Region annotation entries:
-- start --

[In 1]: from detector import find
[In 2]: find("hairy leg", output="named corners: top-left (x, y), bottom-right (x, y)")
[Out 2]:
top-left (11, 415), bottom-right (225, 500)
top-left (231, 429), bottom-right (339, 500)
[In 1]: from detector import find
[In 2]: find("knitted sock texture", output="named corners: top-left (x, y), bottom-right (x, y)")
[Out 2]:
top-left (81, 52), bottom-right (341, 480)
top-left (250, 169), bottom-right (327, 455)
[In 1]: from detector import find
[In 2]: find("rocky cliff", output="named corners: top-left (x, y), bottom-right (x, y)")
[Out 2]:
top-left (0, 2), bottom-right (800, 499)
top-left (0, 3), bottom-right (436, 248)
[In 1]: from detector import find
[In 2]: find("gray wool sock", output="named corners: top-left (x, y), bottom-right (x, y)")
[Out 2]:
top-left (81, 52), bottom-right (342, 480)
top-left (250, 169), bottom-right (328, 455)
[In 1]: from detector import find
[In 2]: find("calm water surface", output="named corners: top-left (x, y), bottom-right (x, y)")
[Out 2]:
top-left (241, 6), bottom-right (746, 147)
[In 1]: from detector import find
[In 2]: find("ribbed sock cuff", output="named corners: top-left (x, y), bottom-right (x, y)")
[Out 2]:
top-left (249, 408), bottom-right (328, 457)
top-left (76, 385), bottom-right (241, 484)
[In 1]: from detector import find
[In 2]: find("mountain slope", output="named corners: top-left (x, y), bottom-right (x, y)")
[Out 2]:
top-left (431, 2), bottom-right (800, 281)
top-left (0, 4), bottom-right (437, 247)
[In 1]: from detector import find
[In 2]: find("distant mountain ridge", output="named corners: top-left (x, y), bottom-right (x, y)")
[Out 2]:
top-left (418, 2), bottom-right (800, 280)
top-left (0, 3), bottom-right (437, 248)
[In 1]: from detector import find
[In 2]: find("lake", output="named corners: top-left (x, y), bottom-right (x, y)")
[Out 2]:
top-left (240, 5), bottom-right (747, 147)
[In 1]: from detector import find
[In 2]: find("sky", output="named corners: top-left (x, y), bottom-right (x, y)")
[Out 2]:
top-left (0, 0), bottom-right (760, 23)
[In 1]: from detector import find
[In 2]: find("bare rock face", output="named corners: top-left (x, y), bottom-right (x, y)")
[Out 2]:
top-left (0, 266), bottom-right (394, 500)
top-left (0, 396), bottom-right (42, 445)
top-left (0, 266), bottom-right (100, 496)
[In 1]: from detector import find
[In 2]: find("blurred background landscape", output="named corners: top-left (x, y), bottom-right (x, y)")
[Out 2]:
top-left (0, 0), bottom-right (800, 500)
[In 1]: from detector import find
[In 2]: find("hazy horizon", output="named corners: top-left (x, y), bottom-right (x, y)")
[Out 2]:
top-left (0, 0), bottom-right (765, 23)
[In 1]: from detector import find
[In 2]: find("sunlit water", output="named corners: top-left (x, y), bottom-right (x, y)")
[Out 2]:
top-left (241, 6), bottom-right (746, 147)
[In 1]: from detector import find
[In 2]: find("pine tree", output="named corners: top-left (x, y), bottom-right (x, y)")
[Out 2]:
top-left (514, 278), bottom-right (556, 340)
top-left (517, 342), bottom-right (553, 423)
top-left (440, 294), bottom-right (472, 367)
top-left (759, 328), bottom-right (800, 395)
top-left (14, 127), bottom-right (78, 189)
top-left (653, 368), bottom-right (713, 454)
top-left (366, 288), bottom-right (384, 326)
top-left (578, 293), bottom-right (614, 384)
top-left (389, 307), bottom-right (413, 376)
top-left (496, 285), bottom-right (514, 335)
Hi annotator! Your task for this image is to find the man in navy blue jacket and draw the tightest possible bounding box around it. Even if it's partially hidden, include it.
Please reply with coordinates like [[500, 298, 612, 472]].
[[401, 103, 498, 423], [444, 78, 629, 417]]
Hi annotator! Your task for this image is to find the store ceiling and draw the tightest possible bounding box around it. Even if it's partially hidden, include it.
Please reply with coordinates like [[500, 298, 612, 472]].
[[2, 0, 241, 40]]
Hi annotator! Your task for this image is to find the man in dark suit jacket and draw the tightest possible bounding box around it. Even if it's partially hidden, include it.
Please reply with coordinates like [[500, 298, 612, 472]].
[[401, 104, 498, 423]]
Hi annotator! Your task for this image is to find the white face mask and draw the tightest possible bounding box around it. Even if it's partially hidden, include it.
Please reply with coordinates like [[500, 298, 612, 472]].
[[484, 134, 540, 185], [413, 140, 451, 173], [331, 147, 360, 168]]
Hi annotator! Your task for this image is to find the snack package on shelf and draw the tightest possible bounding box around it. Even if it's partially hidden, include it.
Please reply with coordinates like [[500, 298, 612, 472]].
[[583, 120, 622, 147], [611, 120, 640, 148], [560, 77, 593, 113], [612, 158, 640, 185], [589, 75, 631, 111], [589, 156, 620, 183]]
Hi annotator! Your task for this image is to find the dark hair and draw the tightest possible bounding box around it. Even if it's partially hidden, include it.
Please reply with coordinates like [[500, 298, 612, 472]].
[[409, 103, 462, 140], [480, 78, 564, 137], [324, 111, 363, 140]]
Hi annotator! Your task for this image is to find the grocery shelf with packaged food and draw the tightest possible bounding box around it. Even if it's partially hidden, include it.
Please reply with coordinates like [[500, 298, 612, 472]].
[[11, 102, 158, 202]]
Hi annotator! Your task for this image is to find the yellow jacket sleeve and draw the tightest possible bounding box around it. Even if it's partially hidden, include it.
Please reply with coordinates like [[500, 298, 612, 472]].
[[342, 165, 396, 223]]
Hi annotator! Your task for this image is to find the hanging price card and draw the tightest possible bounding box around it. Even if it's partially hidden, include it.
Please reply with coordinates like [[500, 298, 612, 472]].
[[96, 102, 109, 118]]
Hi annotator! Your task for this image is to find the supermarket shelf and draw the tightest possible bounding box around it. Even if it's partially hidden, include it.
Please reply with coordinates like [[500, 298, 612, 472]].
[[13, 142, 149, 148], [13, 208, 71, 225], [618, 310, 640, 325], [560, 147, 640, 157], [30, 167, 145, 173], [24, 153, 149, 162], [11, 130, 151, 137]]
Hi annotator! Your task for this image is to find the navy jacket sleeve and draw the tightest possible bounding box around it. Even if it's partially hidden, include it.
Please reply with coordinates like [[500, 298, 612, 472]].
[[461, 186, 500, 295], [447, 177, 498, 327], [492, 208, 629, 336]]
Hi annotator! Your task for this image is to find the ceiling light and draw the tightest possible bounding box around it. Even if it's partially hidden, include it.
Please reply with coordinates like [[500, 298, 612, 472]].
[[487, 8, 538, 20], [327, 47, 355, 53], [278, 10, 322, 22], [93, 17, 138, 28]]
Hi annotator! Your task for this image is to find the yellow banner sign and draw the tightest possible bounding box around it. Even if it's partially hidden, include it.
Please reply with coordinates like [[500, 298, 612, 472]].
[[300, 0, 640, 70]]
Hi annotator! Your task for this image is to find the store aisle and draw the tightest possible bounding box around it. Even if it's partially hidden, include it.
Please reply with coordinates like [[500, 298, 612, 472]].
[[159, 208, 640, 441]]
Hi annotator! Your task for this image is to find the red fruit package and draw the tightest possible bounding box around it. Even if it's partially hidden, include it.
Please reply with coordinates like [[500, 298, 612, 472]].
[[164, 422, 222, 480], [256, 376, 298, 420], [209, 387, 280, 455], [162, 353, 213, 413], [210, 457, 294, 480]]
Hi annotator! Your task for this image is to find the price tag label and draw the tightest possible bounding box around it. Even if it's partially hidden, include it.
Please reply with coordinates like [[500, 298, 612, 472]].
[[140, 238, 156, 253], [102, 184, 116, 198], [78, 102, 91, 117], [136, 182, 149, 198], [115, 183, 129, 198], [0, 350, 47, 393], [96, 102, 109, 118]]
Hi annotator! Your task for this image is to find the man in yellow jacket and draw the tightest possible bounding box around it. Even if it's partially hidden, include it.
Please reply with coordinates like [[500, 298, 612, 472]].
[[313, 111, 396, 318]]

-- end --
-- start --

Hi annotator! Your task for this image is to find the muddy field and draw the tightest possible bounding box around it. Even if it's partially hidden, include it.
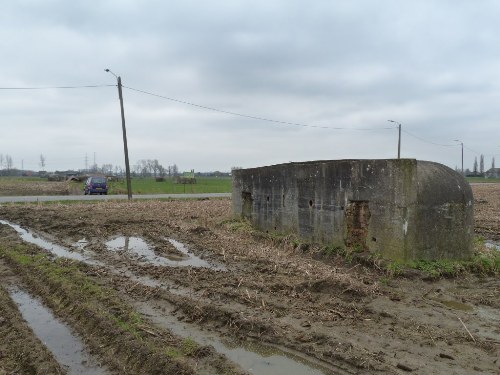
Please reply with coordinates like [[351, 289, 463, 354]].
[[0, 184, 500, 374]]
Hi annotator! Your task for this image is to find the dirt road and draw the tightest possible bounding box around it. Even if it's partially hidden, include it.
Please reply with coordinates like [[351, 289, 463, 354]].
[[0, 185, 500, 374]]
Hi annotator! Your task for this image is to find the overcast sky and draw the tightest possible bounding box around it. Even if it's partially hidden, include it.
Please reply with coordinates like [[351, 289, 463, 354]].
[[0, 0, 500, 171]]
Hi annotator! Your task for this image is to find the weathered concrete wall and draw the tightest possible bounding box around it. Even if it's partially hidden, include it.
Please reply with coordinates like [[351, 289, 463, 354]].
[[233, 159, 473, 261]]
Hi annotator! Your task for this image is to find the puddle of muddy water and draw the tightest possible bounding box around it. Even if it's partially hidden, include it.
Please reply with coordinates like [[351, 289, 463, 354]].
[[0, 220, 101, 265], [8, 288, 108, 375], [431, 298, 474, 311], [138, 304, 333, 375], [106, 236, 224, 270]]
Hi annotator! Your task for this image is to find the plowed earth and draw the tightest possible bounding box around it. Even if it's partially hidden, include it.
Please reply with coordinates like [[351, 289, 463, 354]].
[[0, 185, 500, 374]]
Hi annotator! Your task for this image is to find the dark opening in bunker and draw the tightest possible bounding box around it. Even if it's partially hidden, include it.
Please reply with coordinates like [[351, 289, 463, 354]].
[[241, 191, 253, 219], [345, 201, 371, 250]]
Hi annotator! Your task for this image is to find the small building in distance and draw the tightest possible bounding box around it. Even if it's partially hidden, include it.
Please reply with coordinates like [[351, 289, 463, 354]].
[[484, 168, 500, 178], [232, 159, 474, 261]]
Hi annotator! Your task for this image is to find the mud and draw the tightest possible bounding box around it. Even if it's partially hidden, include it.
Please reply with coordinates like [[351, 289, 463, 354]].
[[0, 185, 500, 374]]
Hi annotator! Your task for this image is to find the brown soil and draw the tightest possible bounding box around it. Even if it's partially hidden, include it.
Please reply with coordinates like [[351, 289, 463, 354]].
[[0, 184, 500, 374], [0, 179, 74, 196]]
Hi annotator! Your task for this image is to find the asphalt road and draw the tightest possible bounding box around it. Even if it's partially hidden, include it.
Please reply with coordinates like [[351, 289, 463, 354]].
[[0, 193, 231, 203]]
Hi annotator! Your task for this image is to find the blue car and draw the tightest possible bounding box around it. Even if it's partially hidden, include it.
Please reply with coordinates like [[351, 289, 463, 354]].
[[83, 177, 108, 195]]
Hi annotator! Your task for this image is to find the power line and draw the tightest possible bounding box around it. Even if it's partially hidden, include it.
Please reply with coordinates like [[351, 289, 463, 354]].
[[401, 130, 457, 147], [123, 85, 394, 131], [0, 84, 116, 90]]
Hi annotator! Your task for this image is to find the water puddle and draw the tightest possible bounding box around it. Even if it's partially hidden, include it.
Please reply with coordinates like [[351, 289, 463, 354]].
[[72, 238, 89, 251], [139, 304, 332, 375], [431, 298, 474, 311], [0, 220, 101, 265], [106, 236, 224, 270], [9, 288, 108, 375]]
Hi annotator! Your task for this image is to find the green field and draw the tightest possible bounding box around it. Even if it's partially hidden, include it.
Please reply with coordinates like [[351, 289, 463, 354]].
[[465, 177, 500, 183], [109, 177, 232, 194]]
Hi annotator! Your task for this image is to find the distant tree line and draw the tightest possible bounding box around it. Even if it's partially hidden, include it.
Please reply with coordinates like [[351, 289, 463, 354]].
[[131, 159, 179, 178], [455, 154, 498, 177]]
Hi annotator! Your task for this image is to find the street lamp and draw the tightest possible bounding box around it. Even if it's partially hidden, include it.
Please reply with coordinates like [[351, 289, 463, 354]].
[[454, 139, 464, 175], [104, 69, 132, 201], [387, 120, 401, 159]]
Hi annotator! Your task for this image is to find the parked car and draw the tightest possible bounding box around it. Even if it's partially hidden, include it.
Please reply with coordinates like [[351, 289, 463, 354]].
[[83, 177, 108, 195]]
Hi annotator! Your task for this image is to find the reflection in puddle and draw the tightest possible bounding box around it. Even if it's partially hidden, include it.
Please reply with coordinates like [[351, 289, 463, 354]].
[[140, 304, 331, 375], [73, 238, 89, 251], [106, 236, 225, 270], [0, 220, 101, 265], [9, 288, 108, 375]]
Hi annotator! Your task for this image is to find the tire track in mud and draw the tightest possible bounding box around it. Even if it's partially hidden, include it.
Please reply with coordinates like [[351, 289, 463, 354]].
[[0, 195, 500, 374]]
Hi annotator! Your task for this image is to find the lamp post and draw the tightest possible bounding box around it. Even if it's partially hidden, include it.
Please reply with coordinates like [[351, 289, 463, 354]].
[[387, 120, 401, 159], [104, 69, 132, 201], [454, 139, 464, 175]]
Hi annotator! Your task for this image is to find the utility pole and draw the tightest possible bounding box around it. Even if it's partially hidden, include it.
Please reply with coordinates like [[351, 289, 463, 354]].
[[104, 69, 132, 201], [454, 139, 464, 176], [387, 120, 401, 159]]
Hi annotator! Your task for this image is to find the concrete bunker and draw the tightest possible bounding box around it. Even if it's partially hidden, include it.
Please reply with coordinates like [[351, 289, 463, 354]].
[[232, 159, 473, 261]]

-- end --

**What to produce:** Convert the part of the records above that opens with the line containing "find the overcast" and closes with the line containing "[[233, 159, 473, 261]]" into a Markdown table with the columns Row and Line. Number each line in order and leave out any blank lines.

**Full response:**
| Row | Line |
|---|---|
| 1 | Hi annotator! Your task for this image is to find the overcast sky and draw the tightest possible bounding box around it. Even if it's partially hidden, include it. |
| 2 | Please reply with coordinates like [[351, 289, 463, 354]]. |
| 3 | [[0, 0, 500, 171]] |
| 4 | Hi annotator! Your task for this image is to find the weathered concrete wall and draw the tightest possible bounding box around it. Even if it's partially hidden, include it. |
| 5 | Please reply with coordinates like [[351, 289, 463, 354]]. |
| 6 | [[233, 159, 473, 261]] |